##### Excerpted data

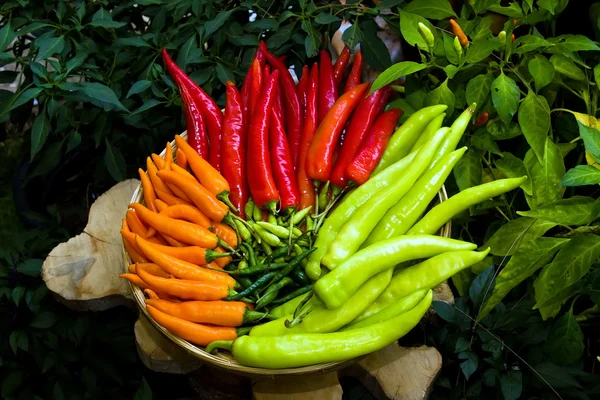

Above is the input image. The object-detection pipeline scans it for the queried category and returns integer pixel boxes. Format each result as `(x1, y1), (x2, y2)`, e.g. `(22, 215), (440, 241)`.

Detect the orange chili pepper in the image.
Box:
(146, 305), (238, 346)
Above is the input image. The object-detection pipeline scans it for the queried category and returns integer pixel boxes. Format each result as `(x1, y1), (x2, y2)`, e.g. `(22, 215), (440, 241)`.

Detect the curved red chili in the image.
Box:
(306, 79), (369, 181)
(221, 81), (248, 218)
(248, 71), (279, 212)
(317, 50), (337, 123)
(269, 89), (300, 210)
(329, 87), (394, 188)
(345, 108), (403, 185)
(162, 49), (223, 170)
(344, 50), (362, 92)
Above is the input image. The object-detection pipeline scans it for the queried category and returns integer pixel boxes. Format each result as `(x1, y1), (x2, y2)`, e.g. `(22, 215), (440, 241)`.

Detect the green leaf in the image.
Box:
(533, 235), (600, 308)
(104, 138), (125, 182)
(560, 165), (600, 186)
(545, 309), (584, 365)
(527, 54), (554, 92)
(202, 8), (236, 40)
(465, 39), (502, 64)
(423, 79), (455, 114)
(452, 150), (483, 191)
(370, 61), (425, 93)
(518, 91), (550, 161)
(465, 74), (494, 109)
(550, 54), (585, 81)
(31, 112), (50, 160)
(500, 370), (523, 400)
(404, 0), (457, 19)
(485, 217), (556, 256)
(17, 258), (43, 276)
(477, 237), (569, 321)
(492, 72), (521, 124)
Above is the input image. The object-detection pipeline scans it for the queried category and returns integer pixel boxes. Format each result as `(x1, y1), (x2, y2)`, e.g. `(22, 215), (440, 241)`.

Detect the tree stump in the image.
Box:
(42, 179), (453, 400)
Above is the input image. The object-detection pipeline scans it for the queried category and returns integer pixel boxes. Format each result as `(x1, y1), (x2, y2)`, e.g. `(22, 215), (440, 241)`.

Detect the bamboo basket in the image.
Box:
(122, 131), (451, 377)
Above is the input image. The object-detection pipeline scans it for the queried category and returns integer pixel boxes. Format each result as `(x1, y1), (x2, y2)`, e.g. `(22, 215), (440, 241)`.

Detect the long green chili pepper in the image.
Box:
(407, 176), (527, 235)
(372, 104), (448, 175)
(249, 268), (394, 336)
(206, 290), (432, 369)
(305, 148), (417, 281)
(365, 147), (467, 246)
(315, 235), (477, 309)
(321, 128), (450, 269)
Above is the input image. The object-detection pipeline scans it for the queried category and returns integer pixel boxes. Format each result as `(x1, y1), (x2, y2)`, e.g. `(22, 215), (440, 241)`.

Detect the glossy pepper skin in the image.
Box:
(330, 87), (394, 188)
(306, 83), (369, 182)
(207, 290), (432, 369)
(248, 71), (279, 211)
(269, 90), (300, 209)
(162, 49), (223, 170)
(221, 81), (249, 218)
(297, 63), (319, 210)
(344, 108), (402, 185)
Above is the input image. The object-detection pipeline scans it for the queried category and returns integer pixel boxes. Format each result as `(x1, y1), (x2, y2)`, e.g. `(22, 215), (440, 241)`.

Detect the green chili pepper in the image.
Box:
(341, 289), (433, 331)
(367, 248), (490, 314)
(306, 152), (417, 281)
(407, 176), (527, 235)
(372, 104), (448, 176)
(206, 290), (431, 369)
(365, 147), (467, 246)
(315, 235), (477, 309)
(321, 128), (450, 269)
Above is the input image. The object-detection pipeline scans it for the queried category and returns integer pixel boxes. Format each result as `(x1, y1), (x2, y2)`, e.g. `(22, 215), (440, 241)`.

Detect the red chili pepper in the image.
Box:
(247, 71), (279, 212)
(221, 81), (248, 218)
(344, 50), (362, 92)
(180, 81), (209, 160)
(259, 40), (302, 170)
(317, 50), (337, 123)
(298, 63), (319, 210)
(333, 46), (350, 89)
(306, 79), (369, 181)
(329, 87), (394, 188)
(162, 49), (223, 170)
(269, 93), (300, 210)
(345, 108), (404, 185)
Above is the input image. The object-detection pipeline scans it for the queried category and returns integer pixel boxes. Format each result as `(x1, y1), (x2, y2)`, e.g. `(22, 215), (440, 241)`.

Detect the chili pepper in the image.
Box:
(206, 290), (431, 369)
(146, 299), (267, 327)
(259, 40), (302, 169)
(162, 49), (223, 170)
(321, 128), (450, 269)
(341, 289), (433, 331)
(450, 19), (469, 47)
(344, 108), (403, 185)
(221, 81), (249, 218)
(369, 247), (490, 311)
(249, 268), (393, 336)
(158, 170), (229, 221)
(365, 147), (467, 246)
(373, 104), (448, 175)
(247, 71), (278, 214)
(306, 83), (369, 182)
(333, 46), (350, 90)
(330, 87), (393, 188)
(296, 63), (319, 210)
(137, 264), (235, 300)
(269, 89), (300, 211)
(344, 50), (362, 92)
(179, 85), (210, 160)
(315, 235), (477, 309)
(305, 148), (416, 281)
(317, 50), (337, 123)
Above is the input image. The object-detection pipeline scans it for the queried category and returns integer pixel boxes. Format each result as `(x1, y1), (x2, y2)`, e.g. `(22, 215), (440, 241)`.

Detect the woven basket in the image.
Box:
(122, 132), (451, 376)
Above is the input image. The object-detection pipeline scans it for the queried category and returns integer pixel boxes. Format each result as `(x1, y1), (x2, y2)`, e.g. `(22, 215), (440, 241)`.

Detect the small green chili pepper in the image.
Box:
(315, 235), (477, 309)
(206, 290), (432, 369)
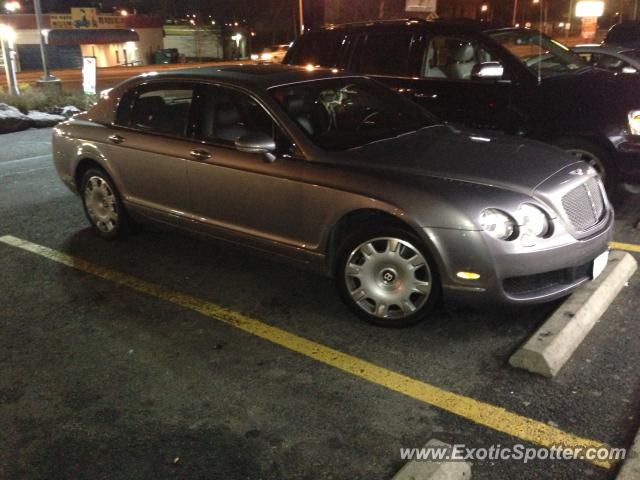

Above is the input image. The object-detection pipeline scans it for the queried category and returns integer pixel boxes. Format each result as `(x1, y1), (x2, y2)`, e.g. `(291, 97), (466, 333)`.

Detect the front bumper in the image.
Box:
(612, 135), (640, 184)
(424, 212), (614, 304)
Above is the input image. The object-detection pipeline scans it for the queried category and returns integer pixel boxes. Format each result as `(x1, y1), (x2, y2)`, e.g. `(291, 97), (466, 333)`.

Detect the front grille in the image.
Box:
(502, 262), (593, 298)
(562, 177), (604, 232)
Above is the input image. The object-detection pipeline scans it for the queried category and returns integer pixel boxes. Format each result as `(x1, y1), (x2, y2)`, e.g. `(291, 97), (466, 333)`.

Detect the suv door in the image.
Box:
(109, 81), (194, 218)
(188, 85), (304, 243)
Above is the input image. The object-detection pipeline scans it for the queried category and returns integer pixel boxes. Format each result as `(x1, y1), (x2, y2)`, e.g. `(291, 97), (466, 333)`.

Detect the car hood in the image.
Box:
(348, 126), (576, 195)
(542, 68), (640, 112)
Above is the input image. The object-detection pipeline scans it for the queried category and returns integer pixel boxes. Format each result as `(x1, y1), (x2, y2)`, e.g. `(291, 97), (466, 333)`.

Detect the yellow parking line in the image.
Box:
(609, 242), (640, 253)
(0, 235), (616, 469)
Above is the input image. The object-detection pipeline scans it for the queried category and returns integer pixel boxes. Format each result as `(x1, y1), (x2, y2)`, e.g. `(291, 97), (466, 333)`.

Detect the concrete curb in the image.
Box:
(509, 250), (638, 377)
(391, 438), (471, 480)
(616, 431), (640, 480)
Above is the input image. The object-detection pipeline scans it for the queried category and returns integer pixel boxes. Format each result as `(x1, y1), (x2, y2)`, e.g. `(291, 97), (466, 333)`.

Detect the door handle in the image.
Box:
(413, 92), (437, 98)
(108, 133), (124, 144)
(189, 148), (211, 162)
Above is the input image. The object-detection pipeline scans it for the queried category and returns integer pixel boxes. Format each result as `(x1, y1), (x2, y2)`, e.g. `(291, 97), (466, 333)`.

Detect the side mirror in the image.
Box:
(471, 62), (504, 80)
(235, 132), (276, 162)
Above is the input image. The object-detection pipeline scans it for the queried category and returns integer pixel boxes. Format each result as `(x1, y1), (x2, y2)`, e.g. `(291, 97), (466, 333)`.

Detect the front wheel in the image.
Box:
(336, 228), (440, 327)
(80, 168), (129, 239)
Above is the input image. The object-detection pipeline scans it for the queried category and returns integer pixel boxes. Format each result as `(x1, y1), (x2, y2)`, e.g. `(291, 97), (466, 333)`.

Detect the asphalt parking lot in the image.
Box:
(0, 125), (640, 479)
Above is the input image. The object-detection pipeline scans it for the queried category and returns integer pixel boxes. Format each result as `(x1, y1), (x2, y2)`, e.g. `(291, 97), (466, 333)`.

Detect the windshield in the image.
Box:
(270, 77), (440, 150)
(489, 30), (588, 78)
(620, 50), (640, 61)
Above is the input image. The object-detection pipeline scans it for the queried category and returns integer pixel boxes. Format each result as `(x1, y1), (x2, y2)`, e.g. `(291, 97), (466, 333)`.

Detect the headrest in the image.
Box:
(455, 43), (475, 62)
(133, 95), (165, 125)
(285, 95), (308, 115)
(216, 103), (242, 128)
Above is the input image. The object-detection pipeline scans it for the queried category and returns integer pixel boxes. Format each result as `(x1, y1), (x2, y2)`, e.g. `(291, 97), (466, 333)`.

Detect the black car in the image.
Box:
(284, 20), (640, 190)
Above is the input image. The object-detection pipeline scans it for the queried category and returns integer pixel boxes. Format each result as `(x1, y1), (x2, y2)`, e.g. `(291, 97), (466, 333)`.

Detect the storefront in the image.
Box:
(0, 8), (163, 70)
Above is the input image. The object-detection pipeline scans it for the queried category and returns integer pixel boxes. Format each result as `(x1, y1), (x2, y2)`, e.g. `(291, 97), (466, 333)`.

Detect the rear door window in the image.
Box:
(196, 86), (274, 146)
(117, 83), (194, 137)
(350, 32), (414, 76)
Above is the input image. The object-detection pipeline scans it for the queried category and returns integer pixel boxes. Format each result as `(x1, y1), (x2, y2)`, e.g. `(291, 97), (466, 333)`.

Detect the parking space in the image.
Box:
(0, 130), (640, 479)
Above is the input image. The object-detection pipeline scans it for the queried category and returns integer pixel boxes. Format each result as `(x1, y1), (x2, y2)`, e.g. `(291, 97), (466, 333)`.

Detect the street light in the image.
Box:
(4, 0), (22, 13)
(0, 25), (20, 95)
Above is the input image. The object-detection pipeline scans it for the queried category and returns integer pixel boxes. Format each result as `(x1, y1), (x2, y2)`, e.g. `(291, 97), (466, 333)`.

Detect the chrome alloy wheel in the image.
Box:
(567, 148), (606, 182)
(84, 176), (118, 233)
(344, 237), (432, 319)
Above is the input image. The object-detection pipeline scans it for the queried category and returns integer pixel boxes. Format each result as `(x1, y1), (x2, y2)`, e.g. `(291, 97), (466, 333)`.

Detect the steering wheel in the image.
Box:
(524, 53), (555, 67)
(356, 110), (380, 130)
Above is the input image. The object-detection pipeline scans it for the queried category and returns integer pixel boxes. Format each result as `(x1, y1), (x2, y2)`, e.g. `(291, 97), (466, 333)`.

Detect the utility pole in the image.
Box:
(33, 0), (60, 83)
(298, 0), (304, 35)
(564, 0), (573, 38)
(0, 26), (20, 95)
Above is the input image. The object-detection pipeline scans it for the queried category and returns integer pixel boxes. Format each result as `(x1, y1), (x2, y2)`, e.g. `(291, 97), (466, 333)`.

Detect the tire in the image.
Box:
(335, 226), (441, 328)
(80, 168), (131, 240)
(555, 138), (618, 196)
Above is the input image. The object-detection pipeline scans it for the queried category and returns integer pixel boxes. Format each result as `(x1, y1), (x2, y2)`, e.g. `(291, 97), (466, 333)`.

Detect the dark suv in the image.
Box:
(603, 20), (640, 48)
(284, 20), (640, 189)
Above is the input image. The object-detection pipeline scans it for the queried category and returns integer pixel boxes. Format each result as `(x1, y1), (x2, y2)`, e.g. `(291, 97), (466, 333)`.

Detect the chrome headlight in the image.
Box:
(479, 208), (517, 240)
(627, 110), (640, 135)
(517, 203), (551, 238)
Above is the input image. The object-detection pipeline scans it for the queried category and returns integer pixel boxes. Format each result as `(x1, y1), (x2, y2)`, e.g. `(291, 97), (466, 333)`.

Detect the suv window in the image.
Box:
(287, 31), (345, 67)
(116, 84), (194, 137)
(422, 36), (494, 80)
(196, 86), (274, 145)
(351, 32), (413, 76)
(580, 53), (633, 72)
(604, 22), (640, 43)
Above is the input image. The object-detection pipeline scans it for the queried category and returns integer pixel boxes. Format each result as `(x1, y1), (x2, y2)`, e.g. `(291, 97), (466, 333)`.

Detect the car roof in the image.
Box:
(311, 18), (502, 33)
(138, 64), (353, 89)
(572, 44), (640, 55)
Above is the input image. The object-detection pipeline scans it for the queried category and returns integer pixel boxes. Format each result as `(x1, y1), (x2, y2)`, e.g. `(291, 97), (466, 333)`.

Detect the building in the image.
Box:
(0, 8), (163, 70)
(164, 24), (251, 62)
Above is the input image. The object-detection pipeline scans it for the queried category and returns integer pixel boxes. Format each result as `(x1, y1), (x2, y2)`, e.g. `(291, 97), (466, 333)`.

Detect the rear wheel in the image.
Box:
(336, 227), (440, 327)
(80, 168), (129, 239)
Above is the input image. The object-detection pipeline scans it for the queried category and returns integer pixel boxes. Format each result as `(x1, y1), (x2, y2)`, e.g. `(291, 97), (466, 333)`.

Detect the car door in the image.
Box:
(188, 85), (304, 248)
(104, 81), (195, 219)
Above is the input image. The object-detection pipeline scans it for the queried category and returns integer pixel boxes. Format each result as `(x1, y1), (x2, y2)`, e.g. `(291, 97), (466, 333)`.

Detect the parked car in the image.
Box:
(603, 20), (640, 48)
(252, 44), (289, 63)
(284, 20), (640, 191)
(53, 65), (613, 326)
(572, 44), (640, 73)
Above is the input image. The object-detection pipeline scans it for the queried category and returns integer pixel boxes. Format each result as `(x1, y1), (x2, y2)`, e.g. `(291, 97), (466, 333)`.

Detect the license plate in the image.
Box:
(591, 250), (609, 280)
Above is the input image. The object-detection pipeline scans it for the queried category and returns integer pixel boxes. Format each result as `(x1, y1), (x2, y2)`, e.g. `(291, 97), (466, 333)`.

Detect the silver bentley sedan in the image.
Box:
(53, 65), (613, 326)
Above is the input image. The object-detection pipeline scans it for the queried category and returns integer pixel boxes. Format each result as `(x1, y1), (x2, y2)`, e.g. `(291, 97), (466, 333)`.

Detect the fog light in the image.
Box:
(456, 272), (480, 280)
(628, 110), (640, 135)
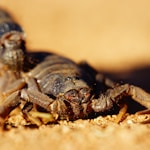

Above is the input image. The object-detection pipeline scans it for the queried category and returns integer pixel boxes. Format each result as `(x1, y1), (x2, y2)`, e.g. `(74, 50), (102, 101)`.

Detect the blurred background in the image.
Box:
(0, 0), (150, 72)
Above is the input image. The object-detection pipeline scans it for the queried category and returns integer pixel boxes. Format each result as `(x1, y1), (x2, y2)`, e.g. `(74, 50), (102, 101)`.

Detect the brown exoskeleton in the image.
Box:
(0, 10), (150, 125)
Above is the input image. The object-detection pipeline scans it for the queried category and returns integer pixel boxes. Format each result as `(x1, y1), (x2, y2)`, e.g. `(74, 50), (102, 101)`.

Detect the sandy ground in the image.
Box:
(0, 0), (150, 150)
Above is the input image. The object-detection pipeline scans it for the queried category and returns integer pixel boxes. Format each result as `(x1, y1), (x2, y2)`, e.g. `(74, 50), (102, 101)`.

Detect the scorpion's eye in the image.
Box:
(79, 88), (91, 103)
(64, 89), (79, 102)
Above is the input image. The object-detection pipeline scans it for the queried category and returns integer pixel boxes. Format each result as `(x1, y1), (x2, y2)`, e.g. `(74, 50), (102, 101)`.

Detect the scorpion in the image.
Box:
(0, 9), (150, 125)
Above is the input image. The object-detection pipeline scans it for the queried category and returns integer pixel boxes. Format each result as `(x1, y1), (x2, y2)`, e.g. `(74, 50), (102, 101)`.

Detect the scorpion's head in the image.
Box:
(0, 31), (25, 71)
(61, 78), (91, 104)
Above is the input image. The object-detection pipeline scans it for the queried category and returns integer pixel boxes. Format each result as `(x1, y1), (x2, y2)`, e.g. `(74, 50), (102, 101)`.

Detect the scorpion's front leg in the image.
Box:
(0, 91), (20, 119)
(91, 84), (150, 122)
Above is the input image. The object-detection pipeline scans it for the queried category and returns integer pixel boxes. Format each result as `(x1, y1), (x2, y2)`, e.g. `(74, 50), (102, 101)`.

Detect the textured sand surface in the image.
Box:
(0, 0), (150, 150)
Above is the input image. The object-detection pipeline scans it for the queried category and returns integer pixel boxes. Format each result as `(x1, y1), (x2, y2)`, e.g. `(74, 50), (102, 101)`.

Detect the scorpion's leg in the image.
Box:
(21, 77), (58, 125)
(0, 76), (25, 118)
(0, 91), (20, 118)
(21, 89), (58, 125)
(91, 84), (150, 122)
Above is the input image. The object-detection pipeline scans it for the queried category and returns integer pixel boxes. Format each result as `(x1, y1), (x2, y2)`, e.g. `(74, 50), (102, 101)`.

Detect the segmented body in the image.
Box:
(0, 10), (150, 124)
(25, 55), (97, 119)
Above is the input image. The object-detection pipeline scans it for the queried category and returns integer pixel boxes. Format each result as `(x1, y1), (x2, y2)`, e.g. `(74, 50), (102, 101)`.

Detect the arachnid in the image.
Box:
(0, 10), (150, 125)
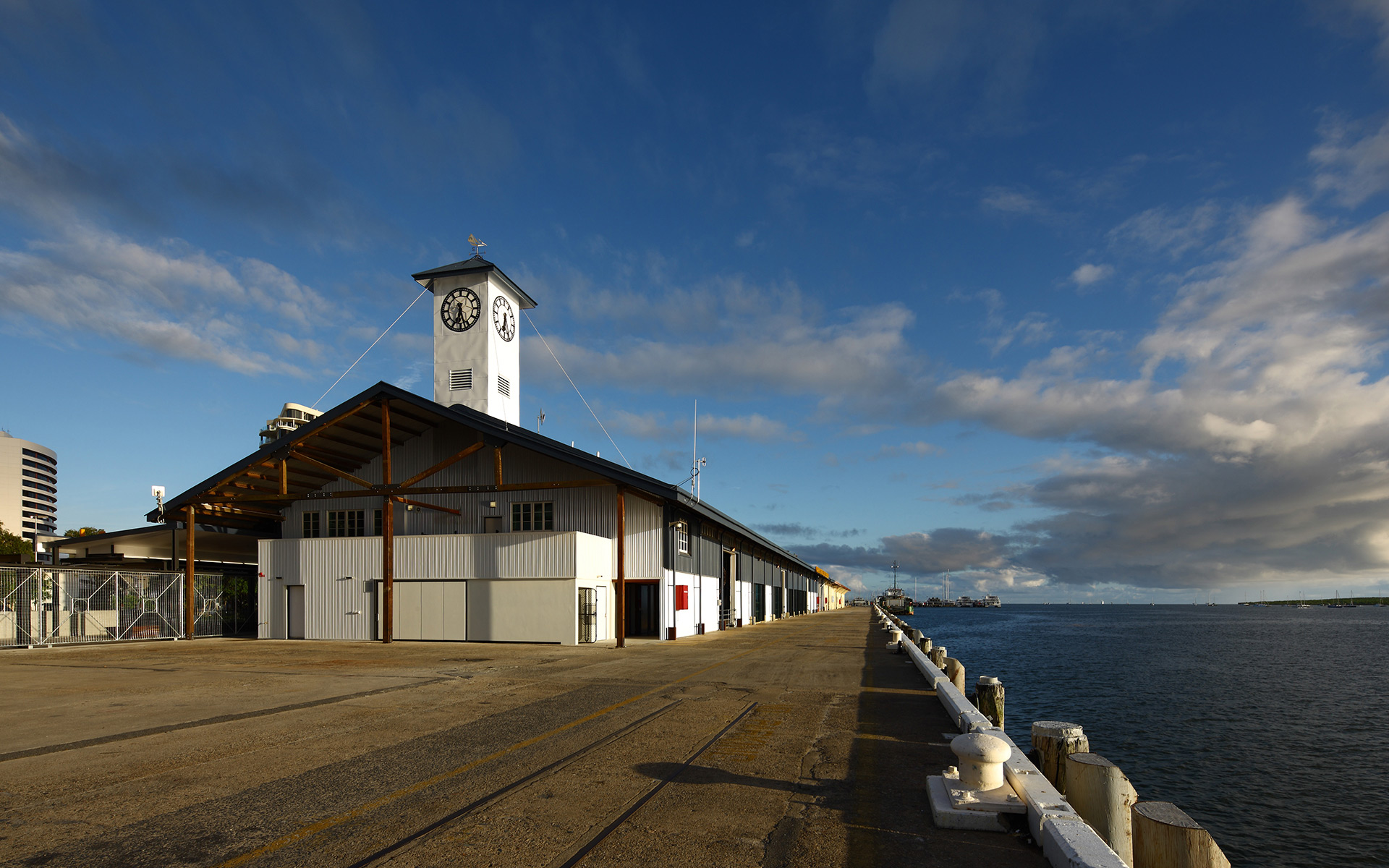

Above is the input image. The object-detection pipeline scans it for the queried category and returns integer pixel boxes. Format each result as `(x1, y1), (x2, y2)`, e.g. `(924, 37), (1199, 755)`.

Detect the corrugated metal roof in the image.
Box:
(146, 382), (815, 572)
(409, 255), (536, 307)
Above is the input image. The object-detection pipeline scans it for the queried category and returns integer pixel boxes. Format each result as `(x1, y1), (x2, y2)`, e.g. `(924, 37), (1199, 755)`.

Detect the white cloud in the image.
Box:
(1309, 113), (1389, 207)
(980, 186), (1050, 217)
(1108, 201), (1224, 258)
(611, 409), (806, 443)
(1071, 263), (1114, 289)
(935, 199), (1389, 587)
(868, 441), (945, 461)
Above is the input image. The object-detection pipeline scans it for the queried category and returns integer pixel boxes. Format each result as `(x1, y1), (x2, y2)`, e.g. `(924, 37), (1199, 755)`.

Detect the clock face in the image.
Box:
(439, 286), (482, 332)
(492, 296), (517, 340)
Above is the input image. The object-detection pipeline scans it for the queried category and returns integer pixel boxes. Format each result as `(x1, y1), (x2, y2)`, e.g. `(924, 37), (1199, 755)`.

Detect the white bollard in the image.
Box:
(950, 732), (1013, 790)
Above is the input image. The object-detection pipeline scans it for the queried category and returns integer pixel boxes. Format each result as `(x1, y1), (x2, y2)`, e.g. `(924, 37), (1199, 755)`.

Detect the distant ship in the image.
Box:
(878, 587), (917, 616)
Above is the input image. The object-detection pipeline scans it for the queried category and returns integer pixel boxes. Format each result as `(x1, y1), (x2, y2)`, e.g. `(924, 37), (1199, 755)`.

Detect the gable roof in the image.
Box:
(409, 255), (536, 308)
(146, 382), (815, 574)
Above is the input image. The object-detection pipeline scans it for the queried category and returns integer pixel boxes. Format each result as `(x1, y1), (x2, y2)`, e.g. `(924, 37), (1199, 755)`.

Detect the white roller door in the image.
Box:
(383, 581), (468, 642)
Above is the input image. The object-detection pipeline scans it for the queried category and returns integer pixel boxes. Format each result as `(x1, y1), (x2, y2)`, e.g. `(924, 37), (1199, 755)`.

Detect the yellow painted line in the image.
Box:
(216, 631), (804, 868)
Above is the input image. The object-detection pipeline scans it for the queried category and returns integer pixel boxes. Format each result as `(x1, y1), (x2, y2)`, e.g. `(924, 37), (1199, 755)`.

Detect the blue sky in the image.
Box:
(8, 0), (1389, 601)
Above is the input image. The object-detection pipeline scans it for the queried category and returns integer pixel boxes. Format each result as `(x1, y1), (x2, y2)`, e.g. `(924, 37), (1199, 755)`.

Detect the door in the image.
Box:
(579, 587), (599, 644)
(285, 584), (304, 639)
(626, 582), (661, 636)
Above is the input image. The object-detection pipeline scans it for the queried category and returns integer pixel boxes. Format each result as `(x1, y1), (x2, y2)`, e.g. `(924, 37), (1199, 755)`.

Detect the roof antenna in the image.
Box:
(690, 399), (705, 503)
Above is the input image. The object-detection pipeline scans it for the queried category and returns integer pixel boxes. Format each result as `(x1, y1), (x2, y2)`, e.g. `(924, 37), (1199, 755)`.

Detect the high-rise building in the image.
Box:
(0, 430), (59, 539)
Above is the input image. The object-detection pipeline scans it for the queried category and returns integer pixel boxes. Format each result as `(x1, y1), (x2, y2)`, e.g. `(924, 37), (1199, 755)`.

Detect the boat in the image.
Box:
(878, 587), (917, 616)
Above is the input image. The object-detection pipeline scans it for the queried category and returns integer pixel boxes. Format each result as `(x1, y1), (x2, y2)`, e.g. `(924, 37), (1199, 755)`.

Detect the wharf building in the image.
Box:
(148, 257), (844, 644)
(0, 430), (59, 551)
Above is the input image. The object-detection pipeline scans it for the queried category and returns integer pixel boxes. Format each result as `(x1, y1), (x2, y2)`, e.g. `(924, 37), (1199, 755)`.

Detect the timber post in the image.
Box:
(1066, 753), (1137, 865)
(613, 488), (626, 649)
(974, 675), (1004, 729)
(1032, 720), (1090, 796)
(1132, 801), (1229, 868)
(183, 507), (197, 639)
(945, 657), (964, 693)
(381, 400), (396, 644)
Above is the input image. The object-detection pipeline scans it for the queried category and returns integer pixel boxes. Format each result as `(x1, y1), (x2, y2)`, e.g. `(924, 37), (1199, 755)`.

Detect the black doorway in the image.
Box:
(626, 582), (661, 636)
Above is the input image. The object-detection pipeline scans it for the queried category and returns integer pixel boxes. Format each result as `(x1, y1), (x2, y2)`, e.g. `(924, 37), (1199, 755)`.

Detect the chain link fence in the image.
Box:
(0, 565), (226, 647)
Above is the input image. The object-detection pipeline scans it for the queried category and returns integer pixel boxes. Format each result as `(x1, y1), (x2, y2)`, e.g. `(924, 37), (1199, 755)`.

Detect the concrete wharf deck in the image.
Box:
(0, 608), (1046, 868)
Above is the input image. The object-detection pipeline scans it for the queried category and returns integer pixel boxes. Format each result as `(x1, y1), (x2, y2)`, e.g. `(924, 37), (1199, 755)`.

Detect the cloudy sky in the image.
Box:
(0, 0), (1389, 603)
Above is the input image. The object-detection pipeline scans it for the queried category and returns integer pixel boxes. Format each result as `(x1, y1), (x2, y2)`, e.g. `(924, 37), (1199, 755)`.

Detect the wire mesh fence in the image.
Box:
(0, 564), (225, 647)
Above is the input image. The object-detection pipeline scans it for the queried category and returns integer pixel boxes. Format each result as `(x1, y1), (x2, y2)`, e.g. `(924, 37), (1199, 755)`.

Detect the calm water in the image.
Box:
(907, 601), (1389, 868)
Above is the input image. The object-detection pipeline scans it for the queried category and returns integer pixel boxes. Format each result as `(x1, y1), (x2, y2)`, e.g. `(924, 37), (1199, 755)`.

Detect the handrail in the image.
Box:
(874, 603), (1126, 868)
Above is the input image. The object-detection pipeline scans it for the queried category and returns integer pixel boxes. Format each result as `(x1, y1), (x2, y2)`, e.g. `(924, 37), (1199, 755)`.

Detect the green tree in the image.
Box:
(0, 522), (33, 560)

##########

» **What is asked**
Render the material above as a numbered list, running from its start through the line that contains "(42, 179), (453, 400)", that line included. Skip blank lines and omit the pictures.

» **Answer below**
1. Above is the input image. The object-detection pipeline scans it for the queried category and returns integer pixel boxes. Format each result as `(x1, y1), (x2, y2)`, e.g. `(22, 215), (440, 241)`.
2. Detect the orange chili pepper in the image.
3. Box:
4. (146, 305), (238, 346)
5. Above is the input image. The object-detection pipeline scans it for the queried category and returns integer pixel boxes. Format each result as `(x1, y1), (x2, y2)`, e.g. `(22, 215), (440, 241)`.
6. Detect the curved red chili in the image.
7. Box:
8. (306, 79), (369, 181)
9. (221, 81), (248, 218)
10. (248, 71), (279, 212)
11. (317, 50), (337, 123)
12. (269, 89), (300, 210)
13. (329, 87), (394, 188)
14. (345, 108), (403, 185)
15. (162, 49), (223, 170)
16. (344, 50), (362, 92)
17. Above is the input image. The object-detection pipeline scans it for the queried category and returns integer pixel boxes. Format each result as `(x1, y1), (x2, y2)`, e.g. `(22, 215), (440, 241)`.
18. Detect the green leaf in the image.
19. Box:
20. (533, 235), (600, 308)
21. (104, 138), (125, 182)
22. (560, 165), (600, 186)
23. (545, 309), (584, 365)
24. (527, 54), (554, 92)
25. (202, 8), (236, 40)
26. (465, 39), (502, 64)
27. (423, 79), (455, 114)
28. (452, 150), (483, 191)
29. (370, 61), (425, 93)
30. (518, 91), (550, 161)
31. (465, 74), (494, 109)
32. (550, 54), (585, 81)
33. (31, 112), (50, 160)
34. (500, 370), (523, 400)
35. (404, 0), (457, 19)
36. (485, 217), (556, 256)
37. (17, 258), (43, 276)
38. (477, 237), (569, 321)
39. (492, 72), (521, 124)
40. Above is the input image. The object-detection pipeline scans it for the queried category and returns integer pixel boxes. Format each result as `(x1, y1), (x2, y2)`, e.g. `(22, 215), (440, 241)`.
41. Detect the tree stump in the image.
42. Box:
43. (42, 179), (453, 400)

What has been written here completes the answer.